Point localization data
▼▼▼
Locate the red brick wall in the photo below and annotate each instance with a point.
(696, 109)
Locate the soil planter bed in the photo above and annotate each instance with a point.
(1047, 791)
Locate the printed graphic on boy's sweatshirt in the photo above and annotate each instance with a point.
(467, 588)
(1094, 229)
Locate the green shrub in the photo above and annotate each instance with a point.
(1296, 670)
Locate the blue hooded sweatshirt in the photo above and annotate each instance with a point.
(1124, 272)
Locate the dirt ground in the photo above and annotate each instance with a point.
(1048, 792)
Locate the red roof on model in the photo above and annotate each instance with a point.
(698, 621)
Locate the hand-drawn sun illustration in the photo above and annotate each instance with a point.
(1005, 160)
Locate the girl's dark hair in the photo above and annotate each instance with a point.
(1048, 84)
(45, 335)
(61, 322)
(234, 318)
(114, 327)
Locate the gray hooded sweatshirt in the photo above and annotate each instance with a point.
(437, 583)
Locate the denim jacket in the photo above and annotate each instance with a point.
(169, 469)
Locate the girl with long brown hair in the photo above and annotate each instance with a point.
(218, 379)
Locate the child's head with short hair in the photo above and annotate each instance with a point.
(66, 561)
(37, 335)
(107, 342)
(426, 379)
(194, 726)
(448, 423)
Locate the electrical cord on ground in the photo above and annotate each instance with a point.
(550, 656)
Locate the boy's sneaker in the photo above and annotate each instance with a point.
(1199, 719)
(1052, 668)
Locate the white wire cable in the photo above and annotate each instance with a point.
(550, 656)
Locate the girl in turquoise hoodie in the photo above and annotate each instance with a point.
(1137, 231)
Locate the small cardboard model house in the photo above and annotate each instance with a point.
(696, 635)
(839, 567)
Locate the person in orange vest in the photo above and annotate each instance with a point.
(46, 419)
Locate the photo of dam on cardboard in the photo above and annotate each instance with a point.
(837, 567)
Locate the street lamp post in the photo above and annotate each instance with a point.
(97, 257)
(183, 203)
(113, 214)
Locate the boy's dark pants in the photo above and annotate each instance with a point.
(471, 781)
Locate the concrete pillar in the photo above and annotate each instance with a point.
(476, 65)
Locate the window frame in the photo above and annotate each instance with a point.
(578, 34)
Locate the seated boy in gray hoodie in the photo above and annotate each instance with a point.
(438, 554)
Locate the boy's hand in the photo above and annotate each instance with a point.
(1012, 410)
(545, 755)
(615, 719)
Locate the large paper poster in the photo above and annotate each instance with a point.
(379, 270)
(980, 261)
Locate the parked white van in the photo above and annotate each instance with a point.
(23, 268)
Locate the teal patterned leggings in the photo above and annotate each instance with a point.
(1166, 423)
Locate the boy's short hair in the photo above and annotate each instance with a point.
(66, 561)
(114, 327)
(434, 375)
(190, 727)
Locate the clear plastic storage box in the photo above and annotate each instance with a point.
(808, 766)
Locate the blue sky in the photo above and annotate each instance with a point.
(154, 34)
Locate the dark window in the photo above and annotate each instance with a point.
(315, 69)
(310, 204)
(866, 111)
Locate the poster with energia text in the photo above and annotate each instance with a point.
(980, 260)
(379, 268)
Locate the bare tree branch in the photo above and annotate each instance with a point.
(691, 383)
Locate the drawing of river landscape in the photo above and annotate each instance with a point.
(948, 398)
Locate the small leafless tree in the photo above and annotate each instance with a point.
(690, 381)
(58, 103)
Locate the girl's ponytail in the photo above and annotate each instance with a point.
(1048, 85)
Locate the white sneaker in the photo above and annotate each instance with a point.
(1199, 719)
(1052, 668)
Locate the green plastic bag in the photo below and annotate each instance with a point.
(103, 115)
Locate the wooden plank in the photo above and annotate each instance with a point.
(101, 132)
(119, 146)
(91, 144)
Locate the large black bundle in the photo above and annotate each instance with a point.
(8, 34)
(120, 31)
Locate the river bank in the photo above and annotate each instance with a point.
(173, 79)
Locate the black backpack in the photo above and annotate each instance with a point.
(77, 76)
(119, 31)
▲▲▲
Problem statement:
What you give back should match the entries above exactly.

Reply to the task:
Locate the red brick wall in the photo below and annotate each instance with a point.
(696, 109)
Locate the soil planter bed in the photo above and annotate each instance with a point.
(1047, 791)
Locate the printed graphic on boy's sweatshirt in the photo above and annotate each instance with a point.
(467, 588)
(1094, 229)
Locate the green shrub in the photo above and annotate each instance with a point.
(1296, 670)
Locate the blue hooded sweatshirt in the photo above and annotate each instance with a point.
(1124, 272)
Locate the dirt ground in the photo above and annotate each instance with a point.
(1048, 792)
Locate the red roof on model in the photo above and annotate each instance with a point.
(698, 621)
Locate the hand-drawn sun illustration in the photo above and annotate each instance with a point.
(1005, 160)
Locate the girl's dark hair in the photo above and annotate each instance with a point.
(1048, 84)
(45, 335)
(61, 322)
(234, 318)
(114, 327)
Locate the gray hooded sweatshirt in the photo above and annotate each instance with a point.
(437, 583)
Locate the denim jacket in the photo above and annotate each instance with a point.
(169, 469)
Locate the girl with long brown hair in the photo above and annotate each instance with a point.
(218, 379)
Locate the child's head with short hair in the photo above and annotate each instance with a point.
(66, 561)
(37, 335)
(107, 342)
(426, 379)
(194, 726)
(448, 423)
Locate the electrical cord on ground in the photo above and annotate each instance with a point.
(550, 656)
Locate the boy's sneaker in the photo above and annotate each instance with a point.
(1199, 719)
(1052, 668)
Locate the white wire cable in the photo above and annotate each instance with a point.
(550, 656)
Locate the girl in turquoise hoodie in the photo above and annotate each instance with a point.
(1137, 231)
Locate the small cardboard model house in the photo above and annotate each instance with a point.
(696, 635)
(839, 567)
Locate the person in orange vest in the photo above and annotate each instance with a point.
(46, 419)
Locate the photo of dam on cardboard in the photo above and annotate each instance with a point.
(837, 567)
Locate the street lamp post in the photo above and annotate each instance with a point.
(97, 257)
(183, 203)
(113, 214)
Locate the boy's dark pants in the photo above and annotate each instance with a point.
(471, 781)
Locate the concrete pillar in the photo above and annotate each instance with a point.
(476, 65)
Locate the window frame in the photo above and annotate each instance with a point.
(578, 34)
Locate the seated boy in gray hoodie in the photo above and annotate each instance with a point.
(438, 554)
Locate the boy's hand in the photo above and annotate each instance with a point.
(1012, 410)
(545, 755)
(615, 719)
Locate the large paper poster in the photo above and annotate each instance with a point.
(379, 270)
(980, 261)
Locate the parked white van in the photo above and annotate each instance with a point.
(23, 268)
Locate the teal patterned leggings in the photo above and annotate each instance with a point.
(1166, 423)
Locate the boy's short hair in the photo above and annotate each instance with a point.
(66, 561)
(114, 327)
(434, 375)
(190, 727)
Locate the clear plastic storage box in the photo above and annotate each instance with a point.
(808, 766)
Locate the blue sky in the photo above and annotate each instance with a point.
(154, 34)
Locate the dark window in the photo above and annotate each instance with a point.
(315, 69)
(310, 204)
(866, 111)
Locate the poster with energia text in the photo above and annotate each instance with a point.
(980, 260)
(379, 268)
Locate the bare tree branch in the photo above and annotate each instance with a point.
(691, 383)
Locate the drawing of river landscape in the photo above and annotate each instance with a point.
(948, 398)
Locate the small leafless tree in the photo above and annotate each instance with a point.
(690, 381)
(58, 103)
Locate the girl's ponytail in the photo above and annotate each instance with a point.
(1048, 85)
Locate the white sneaker in the photo above and annotate each instance with a point.
(1199, 719)
(1052, 668)
Locate the green plastic bag in the photo below and annotate each instance with a point.
(103, 115)
Locate the wooden plank in the photo above and annotate each instance with a point.
(101, 132)
(119, 146)
(91, 144)
Locate the large black bundle in the photo above and annotate each instance with a point.
(8, 34)
(120, 31)
Locate the river bank in the photo above and annotate each instance with a point.
(173, 79)
Locate the black backpack in the photo above and annotate each instance with a point.
(77, 76)
(119, 31)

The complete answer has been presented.